[Bounding box annotation entries]
--- Begin ---
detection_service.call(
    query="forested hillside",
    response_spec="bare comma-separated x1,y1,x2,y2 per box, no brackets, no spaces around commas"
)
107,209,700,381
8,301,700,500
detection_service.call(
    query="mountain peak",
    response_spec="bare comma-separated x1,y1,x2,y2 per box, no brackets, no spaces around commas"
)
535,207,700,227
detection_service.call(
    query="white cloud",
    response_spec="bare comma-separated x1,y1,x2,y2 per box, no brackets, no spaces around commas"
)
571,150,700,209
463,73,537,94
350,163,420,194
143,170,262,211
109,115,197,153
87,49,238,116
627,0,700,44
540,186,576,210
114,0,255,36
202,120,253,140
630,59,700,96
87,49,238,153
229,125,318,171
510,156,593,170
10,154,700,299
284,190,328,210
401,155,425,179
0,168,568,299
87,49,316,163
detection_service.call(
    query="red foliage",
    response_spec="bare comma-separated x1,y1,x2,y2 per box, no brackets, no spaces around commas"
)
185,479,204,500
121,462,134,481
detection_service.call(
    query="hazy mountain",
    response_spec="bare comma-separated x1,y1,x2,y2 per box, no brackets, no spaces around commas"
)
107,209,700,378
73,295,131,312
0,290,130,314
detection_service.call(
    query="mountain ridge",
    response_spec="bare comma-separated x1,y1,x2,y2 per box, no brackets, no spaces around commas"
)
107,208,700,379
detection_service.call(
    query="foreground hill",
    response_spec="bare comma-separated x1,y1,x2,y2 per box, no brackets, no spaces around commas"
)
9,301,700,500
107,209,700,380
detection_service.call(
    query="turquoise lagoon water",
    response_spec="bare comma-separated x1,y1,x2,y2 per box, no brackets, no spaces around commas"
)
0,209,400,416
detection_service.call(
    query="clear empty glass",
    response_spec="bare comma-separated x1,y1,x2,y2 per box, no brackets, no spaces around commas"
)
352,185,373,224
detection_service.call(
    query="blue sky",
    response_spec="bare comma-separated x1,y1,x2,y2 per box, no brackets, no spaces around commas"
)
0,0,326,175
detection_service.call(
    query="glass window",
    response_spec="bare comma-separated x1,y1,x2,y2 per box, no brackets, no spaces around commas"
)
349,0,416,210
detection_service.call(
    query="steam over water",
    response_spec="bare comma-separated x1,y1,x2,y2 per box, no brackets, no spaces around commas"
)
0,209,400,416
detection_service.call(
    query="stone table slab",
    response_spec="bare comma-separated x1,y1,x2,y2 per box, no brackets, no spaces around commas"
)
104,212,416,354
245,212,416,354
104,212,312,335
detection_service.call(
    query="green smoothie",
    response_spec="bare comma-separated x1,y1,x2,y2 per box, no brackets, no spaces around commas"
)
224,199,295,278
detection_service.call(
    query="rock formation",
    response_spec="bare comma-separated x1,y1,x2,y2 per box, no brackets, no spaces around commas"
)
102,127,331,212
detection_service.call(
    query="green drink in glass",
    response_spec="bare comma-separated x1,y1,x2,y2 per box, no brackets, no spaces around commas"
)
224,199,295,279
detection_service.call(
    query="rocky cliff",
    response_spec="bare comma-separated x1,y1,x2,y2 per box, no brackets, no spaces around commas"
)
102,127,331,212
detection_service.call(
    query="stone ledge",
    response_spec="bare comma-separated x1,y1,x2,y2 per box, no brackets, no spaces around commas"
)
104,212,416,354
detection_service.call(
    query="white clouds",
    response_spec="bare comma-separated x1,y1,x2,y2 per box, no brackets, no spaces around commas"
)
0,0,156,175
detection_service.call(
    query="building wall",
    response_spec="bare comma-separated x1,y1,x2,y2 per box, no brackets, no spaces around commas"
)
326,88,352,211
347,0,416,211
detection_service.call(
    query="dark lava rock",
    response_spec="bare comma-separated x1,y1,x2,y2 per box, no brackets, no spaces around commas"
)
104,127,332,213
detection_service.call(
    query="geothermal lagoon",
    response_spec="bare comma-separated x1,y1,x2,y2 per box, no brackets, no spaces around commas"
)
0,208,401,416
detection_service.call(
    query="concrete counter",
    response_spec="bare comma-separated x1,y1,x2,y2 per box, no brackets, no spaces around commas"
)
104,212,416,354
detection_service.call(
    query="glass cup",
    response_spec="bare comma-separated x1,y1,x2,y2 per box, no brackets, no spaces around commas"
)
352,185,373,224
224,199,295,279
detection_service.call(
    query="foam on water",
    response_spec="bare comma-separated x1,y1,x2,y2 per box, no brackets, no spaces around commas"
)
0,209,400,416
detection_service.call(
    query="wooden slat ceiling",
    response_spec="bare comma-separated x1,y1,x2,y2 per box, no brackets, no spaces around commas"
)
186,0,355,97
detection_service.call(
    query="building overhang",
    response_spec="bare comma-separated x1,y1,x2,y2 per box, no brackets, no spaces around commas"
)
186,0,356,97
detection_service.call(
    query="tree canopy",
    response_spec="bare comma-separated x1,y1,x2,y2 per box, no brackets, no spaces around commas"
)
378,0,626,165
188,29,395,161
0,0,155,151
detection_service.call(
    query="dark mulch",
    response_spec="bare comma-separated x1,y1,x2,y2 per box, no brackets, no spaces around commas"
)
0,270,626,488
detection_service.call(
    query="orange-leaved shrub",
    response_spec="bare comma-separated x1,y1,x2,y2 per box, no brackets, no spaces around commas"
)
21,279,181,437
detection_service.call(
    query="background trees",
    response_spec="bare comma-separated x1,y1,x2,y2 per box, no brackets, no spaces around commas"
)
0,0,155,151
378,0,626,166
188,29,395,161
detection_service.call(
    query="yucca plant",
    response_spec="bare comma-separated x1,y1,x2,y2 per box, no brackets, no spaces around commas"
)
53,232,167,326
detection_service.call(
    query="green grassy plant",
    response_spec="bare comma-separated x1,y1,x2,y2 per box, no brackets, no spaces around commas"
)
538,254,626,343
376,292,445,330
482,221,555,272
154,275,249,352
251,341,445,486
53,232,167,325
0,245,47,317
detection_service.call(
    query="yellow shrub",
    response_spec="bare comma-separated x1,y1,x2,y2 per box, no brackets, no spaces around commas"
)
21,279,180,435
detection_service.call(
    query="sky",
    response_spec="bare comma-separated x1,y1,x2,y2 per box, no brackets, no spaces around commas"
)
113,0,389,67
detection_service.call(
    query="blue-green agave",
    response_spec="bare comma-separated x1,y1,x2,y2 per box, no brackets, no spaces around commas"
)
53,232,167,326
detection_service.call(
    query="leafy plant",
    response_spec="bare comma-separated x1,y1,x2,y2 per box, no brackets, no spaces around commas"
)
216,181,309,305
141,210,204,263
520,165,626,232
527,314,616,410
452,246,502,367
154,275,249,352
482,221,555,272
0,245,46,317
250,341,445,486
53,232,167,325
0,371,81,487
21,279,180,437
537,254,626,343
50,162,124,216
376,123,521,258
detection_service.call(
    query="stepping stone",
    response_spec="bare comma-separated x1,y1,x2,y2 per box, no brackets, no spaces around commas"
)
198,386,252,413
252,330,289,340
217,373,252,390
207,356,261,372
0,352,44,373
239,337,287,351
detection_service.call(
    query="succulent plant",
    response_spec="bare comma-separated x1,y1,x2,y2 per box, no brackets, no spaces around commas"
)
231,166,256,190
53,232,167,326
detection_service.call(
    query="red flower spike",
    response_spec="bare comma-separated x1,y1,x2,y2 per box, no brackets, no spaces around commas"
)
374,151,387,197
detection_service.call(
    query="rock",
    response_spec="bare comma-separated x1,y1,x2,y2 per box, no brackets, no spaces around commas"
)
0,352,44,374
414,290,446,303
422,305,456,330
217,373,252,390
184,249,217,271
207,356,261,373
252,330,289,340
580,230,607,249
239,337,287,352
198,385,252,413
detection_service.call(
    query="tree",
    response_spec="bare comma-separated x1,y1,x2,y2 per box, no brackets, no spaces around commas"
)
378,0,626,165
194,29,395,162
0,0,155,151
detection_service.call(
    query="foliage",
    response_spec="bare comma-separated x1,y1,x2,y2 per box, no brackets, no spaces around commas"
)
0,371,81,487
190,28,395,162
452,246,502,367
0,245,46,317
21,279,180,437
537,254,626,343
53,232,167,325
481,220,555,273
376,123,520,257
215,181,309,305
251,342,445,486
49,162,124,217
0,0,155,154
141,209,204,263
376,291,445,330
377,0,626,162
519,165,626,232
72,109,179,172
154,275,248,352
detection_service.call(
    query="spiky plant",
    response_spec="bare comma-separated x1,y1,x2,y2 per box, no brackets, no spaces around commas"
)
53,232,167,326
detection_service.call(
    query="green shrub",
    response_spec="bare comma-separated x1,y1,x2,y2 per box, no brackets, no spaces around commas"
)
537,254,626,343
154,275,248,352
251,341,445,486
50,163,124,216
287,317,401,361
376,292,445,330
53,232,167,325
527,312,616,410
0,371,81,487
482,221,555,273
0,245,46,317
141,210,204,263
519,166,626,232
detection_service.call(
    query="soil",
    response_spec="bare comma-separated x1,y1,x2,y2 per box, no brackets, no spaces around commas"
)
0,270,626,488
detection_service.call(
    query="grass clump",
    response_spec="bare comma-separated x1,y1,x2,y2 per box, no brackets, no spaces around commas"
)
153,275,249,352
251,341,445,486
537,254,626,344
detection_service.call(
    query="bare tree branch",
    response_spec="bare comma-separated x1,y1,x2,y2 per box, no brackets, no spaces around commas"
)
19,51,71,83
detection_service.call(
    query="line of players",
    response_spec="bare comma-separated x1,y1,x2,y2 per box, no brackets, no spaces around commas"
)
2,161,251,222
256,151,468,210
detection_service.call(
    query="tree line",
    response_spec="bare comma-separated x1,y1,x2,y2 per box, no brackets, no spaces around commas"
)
--- End ---
▸ **THE REQUEST**
Copy the items verbatim, starting with their first line and stopping after the line that contains "121,462,134,481".

▸ **COMPLETE RESPONSE**
detection_service.call(
    query="forested hillside",
    response_spec="bare comma-separated x1,y1,x2,y2 per box, no brackets, no spaces around commas"
)
107,209,700,381
8,301,700,500
detection_service.call(
    query="mountain peak",
    response_spec="bare comma-separated x1,y1,x2,y2 per box, no brackets, no spaces around commas"
)
535,207,700,227
detection_service.call(
    query="white cloud",
    response_spec="bare comma-separated x1,y1,x2,y2 per box, no brackets, no spaces around commas"
)
571,150,700,209
463,73,537,94
350,163,420,194
143,170,262,211
109,115,197,153
87,49,238,116
627,0,700,44
540,186,576,210
114,0,255,36
202,120,253,140
630,59,700,96
87,49,238,153
229,125,318,171
510,156,593,170
10,154,700,299
284,190,328,210
401,155,425,179
0,168,568,299
87,49,316,163
detection_service.call(
    query="red foliage",
    response_spec="bare comma-separated x1,y1,x2,y2 per box, no brackets, no spaces around commas"
)
185,479,204,500
121,462,134,481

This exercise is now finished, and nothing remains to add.